Interpreting Results

Benchmark results are saved to CSV files:

clickbench/results.csv - ClickBench query timings
tpch/results.csv - TPC-H query timings

Format:

query_number,execution_time_seconds,status
1,0.234,success
2,0.567,success

Performance Considerations

First run: May be slower due to cold caches
Subsequent runs: Typically faster due to warm caches
Scale factors: Higher scale factors (TPC-H 100 vs 10) significantly impact query times
Partitioning: Partitioned data may improve query performance with partition pruning

Troubleshooting

Common Issues

Test fails at Docker startup:

Check that Docker is running: docker ps
Check port conflicts: Ensure ports 3000, 9000, 9001, 8474 are available
Review Docker logs: docker-compose logs

Data loading fails:

Verify data exists in correct directory (clickbench/ or tpch/)

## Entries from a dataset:
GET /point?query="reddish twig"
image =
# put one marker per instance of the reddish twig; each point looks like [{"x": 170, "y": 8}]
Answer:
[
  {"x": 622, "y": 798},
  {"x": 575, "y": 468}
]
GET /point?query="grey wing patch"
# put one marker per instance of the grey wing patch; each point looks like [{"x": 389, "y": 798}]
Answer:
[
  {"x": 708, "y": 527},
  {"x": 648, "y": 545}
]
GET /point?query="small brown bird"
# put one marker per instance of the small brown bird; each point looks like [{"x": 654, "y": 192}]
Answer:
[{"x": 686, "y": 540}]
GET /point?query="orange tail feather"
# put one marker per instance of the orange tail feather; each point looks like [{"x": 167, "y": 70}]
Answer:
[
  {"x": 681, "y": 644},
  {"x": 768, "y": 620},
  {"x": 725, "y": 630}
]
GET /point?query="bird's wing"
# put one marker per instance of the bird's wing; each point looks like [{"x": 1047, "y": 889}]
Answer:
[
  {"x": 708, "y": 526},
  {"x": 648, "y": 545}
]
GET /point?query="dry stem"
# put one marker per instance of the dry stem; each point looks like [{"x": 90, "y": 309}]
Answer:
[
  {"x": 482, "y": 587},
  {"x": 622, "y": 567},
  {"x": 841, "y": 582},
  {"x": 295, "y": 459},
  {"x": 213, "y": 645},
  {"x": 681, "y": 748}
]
* * *
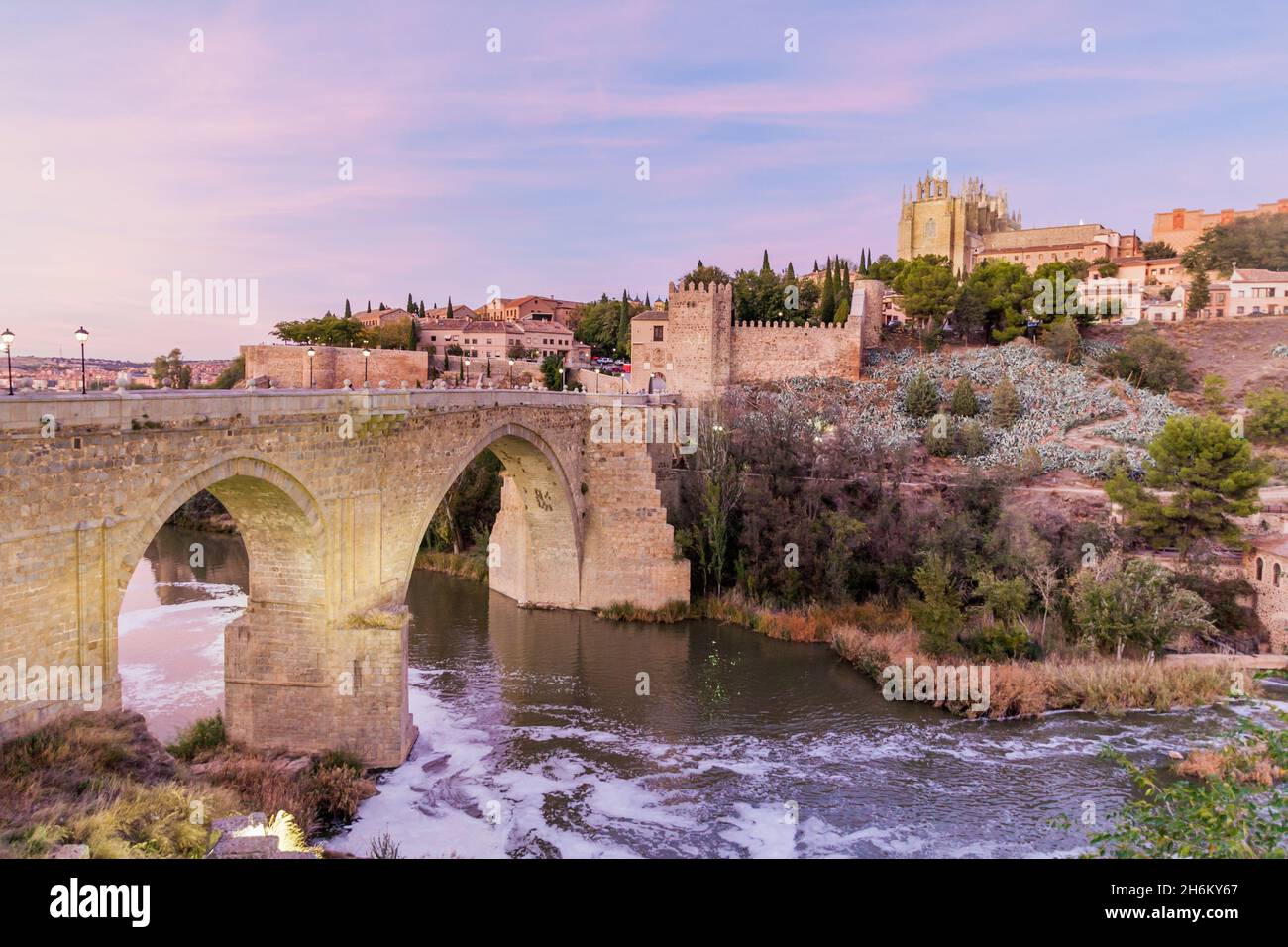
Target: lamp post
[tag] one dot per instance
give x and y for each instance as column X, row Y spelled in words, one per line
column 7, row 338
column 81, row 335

## Task details:
Answer these questions using the benchmark notes above.
(a) Which file stores the TPC-H query timings?
(b) What reason do the notes give for the first run possibly being slower?
(c) Which ports must be available when a test fails at Docker startup?

## Output of the exercise:
(a) tpch/results.csv
(b) Cold caches.
(c) Ports 3000, 9000, 9001, and 8474.